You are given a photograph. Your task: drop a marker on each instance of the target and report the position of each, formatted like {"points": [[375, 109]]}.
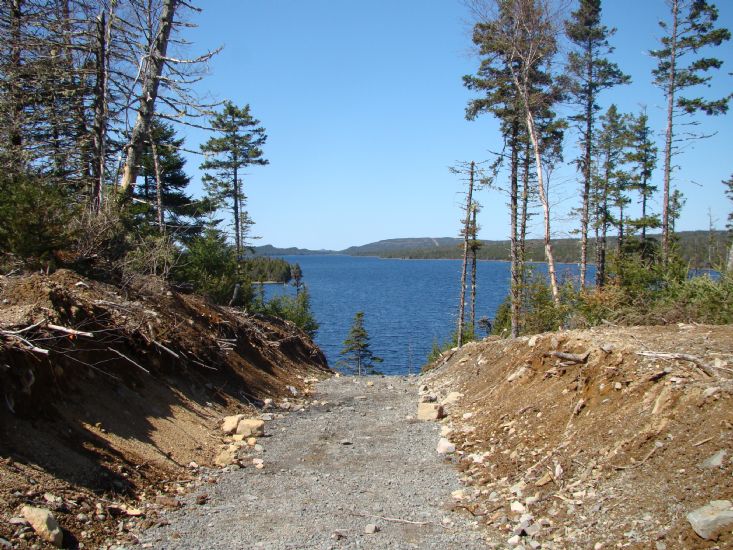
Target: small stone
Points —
{"points": [[710, 520], [714, 461], [445, 446], [251, 427], [430, 411], [44, 524], [230, 423], [452, 398]]}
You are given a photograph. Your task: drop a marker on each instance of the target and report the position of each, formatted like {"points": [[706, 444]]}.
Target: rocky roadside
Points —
{"points": [[354, 469]]}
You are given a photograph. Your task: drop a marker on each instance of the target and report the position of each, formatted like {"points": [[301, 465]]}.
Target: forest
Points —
{"points": [[94, 100], [537, 60]]}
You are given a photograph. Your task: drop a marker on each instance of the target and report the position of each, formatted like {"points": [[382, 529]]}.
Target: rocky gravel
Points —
{"points": [[354, 469]]}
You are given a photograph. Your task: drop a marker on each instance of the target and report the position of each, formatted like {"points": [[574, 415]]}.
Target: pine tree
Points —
{"points": [[610, 182], [357, 355], [642, 158], [181, 213], [680, 67], [237, 144], [588, 73]]}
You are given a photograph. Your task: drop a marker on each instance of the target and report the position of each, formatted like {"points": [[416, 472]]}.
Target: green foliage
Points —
{"points": [[210, 266], [261, 269], [34, 218], [357, 356], [295, 309], [237, 144]]}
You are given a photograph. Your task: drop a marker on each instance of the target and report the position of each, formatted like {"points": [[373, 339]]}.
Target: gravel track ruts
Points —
{"points": [[332, 469]]}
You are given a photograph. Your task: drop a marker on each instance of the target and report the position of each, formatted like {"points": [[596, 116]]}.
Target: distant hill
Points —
{"points": [[269, 250], [397, 246], [695, 246]]}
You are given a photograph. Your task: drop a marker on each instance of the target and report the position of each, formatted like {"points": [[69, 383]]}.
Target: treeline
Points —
{"points": [[543, 76], [93, 95], [698, 249]]}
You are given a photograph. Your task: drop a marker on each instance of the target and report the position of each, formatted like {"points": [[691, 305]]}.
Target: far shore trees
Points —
{"points": [[357, 356]]}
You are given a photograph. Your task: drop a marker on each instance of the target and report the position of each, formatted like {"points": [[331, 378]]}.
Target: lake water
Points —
{"points": [[407, 304]]}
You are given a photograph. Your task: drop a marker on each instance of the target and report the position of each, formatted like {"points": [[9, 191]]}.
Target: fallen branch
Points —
{"points": [[575, 358], [138, 365], [393, 520], [698, 362], [71, 331], [161, 346], [29, 346]]}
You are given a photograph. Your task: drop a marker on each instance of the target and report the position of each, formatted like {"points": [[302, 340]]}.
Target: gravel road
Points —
{"points": [[329, 472]]}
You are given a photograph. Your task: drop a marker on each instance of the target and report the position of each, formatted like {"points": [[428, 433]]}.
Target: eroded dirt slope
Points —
{"points": [[111, 397], [611, 445]]}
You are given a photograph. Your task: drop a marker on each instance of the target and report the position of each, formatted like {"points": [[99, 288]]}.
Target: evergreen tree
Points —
{"points": [[356, 353], [680, 68], [237, 144], [181, 213], [610, 182], [588, 73], [642, 158]]}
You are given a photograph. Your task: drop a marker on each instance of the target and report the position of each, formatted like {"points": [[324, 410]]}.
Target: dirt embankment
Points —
{"points": [[109, 397], [594, 439]]}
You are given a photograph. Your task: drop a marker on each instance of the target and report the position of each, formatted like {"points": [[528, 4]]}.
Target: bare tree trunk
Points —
{"points": [[100, 110], [235, 202], [466, 235], [158, 185], [669, 136], [545, 205], [474, 236], [150, 84], [515, 305]]}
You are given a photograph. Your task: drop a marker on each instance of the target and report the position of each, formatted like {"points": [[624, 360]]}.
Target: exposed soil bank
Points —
{"points": [[111, 397], [595, 439]]}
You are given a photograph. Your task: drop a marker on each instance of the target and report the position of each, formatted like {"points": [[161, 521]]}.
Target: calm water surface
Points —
{"points": [[408, 304]]}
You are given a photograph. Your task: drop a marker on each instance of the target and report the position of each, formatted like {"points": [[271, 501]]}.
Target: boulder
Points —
{"points": [[430, 411], [710, 520], [44, 524], [230, 423], [251, 427], [714, 461]]}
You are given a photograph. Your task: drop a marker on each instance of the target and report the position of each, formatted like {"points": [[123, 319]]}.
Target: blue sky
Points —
{"points": [[364, 108]]}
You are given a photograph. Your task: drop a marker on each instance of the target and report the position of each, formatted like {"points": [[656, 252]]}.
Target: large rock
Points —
{"points": [[44, 524], [430, 411], [230, 423], [251, 427], [710, 520]]}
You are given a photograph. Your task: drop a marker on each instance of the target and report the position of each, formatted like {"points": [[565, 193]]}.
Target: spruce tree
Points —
{"points": [[589, 72], [681, 68], [357, 356], [237, 144]]}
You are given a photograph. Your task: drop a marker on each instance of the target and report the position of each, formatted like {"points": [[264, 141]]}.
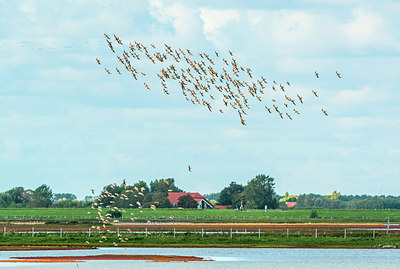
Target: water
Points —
{"points": [[249, 258]]}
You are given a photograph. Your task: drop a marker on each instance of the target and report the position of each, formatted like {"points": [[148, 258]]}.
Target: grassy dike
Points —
{"points": [[267, 240]]}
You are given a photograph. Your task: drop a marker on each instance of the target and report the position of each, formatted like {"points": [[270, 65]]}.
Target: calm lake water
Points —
{"points": [[225, 258]]}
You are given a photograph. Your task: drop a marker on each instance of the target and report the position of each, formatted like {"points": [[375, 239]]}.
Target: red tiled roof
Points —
{"points": [[291, 204], [173, 197]]}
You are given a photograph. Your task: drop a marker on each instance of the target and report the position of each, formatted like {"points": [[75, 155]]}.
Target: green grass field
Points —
{"points": [[359, 240], [81, 215]]}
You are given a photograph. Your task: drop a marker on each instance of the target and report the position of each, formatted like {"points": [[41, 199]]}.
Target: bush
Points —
{"points": [[115, 214], [314, 214]]}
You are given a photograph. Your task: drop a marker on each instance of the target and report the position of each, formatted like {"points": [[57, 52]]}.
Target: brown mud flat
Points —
{"points": [[153, 258], [23, 248]]}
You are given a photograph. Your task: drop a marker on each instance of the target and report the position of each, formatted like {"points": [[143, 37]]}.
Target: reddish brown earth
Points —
{"points": [[22, 248], [153, 258], [207, 226]]}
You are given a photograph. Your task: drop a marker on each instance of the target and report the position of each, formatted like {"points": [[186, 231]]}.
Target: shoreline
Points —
{"points": [[93, 247]]}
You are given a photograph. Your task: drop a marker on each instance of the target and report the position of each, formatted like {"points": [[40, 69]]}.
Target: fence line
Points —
{"points": [[231, 233]]}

--

• [Problem to solve]
Reprint the whole listing above exactly, taking out the pictures.

• [Answer space]
You are given a photograph. Your task: drop a marker on each instance of the target and report the position of each, formatted like {"points": [[375, 109]]}.
Target: small stone
Points —
{"points": [[710, 520], [714, 461], [445, 446], [251, 427], [430, 411], [44, 524], [230, 423], [452, 398]]}
You are given a photograph. Your task: drop a marker on each instance of the target and report the position of each, formatted like {"points": [[706, 444]]}.
Target: rocky roadside
Points —
{"points": [[354, 469]]}
You are given a photograph. Your task: drop a marker on each instance of the target and report the position of each, formatted like {"points": [[301, 465]]}.
Target: forest
Points —
{"points": [[94, 100], [537, 60]]}
You are given a photograph. Your task: drop a marker on each instance of the target and report the position of each, formatted like {"points": [[382, 529]]}.
Target: rocky gravel
Points —
{"points": [[354, 469]]}
You are given a photograph. Your task: drop a marker on each instance of the target and report the position of each, formatted like {"points": [[574, 415]]}.
Target: pine tree
Points —
{"points": [[610, 182], [357, 355], [642, 158], [181, 213], [680, 67], [237, 144], [588, 73]]}
You are given a photograph. Your task: drop a marker on each instance of the target and report the position of each, formatted like {"points": [[416, 472]]}.
Target: green foliage
Points —
{"points": [[210, 266], [261, 269], [34, 218], [357, 356], [295, 309], [237, 144]]}
You are given a photograph. Your task: drop a marker on each instance of the target and report the position of each, formatted like {"points": [[373, 339]]}.
Target: gravel track ruts
Points —
{"points": [[332, 469]]}
You are given a photograph. Your task: drop a marker on each instance of the target and report the position of each, formatted like {"points": [[596, 116]]}.
Target: distant hill
Points —
{"points": [[269, 250], [397, 246], [695, 246]]}
You are given a photograph. Your task: drop a marker on each instance of the target and report the position of each, formatted like {"points": [[69, 383]]}.
Target: treeline
Points —
{"points": [[543, 76], [93, 95], [698, 249]]}
You are given a photograph. Your task: drop a marker on each instance of the target and report the position of each, formatted like {"points": [[691, 305]]}.
Target: far shore trees
Points —
{"points": [[357, 356]]}
You are given a photograph. Your task: drop a marker on each instance of the target and report the position of each, formatted like {"points": [[331, 378]]}.
Target: lake water
Points —
{"points": [[407, 304]]}
You are given a photograph. Your task: drop a marker on each instance of the target and report the position of each, formatted like {"points": [[9, 191]]}.
Target: fallen branch
Points —
{"points": [[575, 358], [138, 365], [393, 520], [698, 362], [71, 331], [161, 346], [29, 346]]}
You are given a photograph. Your task: drop a marker on each instance of the target and report the position of each, formatted like {"points": [[302, 340]]}.
Target: gravel road
Points —
{"points": [[329, 472]]}
You are given a photograph. Your task: drop a marker on each instance of the target and report the position of each, formatted like {"points": [[428, 433]]}.
Target: eroded dirt slope
Points —
{"points": [[111, 397], [611, 445]]}
You are given a photograph. Your task: drop a marker on each instance of the target and report the position of each, formatted like {"points": [[99, 288]]}.
Target: evergreen tree
Points —
{"points": [[356, 353], [680, 68], [237, 144], [181, 213], [610, 182], [588, 73], [642, 158]]}
You are given a photograph. Your task: drop a marker on each instance of the target and report the position of each, formatted like {"points": [[324, 410]]}.
Target: dirt embankment
Points —
{"points": [[109, 397], [594, 439]]}
You are given a photograph. Your task: drop a marker on each instance of the target and report the position of each, formatted like {"points": [[528, 4]]}.
Target: bare tree trunk
Points —
{"points": [[100, 110], [235, 202], [466, 235], [158, 185], [669, 136], [545, 205], [474, 236], [150, 84], [515, 305]]}
You are given a photograph. Your task: drop a marker on each instance of the target and report the position of each, formatted like {"points": [[624, 360]]}.
Target: exposed soil bank
Points —
{"points": [[111, 397], [595, 439]]}
You are given a photograph. Your task: drop a marker on each instance of the target and report the position of each, formatted like {"points": [[161, 521]]}.
Target: calm water surface
Points —
{"points": [[408, 304]]}
You are given a photograph. Your task: drop a marker on each instance of the target and report the position of each, formatted like {"points": [[271, 501]]}.
Target: boulder
Points —
{"points": [[430, 411], [710, 520], [44, 524], [230, 423], [251, 427], [714, 461]]}
You are given a photograph. Your task: drop a marker on each instance of the target and report the position of each, formatted like {"points": [[123, 319]]}.
Target: blue sky
Points —
{"points": [[364, 108]]}
You are given a photograph. Your task: drop a marker on each instance of the target and report the position of each, formatted like {"points": [[656, 252]]}.
Target: large rock
Points —
{"points": [[44, 524], [430, 411], [230, 423], [251, 427], [710, 520]]}
You are given a photograph. Your task: drop a marker on each instance of the target and report the position of each, formatted like {"points": [[565, 193]]}.
Target: spruce tree
Points —
{"points": [[589, 72], [681, 68], [357, 356], [237, 144]]}
You are given a photograph. Your task: drop a marker on each instance of the target and report the position of each, formatted like {"points": [[264, 141]]}.
Target: water
Points —
{"points": [[249, 258]]}
You are given a photograph. Your task: drop a marker on each instance of the target and report the position of each, formatted like {"points": [[148, 258]]}.
Target: grassy dike
Points —
{"points": [[267, 240]]}
You are given a photograph. Your task: drop a marker on each instance of the target and report the position of each, formatted like {"points": [[270, 65]]}.
Target: calm lake water
Points —
{"points": [[225, 258]]}
You are given a photograph. Your task: drop a marker on each instance of the target and report the position of each, formatted like {"points": [[375, 239]]}.
Target: red tiled roof
Points —
{"points": [[291, 204], [173, 197]]}
You are given a photograph. Your task: drop a marker on each instance of the target and report the position of each, formatted like {"points": [[75, 155]]}.
Target: green grass field
Points —
{"points": [[359, 240], [81, 215]]}
You are given a photograph. Your task: drop a marker on each instance of the target and report the position of each, formatted like {"points": [[41, 199]]}.
Target: bush
Points —
{"points": [[115, 214], [314, 214]]}
You are given a photograph. Your task: drop a marker on each instance of the target and report the position of each, formatted like {"points": [[57, 52]]}.
Target: brown mud flat
Points —
{"points": [[153, 258], [23, 248]]}
You are given a photograph. Your task: drop a marker on each instance of the target and report the position of each, formatted like {"points": [[143, 37]]}.
Target: reddish brown earth
Points —
{"points": [[22, 248], [153, 258], [207, 226]]}
You are given a photograph. Your task: drop a marker on each instance of the target and report the position of each, formatted like {"points": [[186, 231]]}.
Target: shoreline
Points —
{"points": [[93, 247]]}
You are given a photograph. Your task: drop a marker on each instance of the target and report the position of each, formatted like {"points": [[40, 69]]}.
Target: fence line
Points —
{"points": [[231, 233]]}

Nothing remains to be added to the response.